• **Directions for this task**:
Collect every line in the entries below that contains the word "each", treating uppercase and lowercase letters as distinct.

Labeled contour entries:

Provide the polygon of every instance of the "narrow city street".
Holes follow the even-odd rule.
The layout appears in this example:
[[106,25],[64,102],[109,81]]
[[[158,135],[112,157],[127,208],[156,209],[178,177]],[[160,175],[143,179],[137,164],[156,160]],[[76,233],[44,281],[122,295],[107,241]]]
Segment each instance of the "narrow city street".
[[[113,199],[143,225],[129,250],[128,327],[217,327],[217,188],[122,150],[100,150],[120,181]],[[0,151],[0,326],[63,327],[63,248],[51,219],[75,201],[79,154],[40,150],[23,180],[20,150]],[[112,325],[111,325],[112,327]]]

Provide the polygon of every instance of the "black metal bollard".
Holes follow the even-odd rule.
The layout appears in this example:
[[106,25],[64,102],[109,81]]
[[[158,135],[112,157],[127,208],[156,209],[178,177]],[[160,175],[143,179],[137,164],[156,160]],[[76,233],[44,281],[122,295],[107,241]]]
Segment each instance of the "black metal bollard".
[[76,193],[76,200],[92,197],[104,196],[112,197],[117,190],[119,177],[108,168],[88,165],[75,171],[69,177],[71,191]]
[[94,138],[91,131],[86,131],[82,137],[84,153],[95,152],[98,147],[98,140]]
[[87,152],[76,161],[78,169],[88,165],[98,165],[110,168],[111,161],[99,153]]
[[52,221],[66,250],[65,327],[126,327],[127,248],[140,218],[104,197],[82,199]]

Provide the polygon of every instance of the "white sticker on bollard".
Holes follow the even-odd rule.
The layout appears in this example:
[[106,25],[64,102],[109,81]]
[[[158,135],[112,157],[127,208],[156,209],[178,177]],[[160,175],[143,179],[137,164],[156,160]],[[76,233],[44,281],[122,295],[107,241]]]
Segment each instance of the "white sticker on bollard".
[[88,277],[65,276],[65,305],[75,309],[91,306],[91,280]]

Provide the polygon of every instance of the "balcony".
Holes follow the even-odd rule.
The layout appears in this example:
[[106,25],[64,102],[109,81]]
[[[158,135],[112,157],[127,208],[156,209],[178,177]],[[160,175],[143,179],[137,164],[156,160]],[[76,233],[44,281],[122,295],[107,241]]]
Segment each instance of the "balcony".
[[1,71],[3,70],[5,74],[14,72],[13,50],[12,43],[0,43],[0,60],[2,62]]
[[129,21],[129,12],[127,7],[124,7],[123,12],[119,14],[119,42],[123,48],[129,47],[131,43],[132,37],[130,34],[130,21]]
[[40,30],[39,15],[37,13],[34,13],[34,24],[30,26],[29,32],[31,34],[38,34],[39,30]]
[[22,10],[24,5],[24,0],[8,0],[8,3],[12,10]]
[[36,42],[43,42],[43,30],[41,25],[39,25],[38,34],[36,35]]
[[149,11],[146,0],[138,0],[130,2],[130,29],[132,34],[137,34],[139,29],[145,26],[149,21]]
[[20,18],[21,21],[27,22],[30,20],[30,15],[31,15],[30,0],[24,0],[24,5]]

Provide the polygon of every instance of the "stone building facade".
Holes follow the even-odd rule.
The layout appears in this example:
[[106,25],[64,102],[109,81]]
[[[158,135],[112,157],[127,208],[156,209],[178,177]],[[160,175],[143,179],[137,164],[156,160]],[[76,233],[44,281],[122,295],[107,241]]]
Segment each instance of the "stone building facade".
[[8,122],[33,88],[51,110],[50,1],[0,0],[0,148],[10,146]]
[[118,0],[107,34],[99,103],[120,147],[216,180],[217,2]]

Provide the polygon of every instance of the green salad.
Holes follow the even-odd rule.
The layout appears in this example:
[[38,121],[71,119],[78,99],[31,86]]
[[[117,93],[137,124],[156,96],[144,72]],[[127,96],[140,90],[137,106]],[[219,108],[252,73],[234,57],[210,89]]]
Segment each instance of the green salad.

• **The reply**:
Segment each instance of the "narrow city street".
Segment each instance of the "black metal bollard".
Segment each instance of the "white sticker on bollard".
Segment each instance of the "balcony".
Segment each instance of the "stone building facade".
Segment each instance of the green salad.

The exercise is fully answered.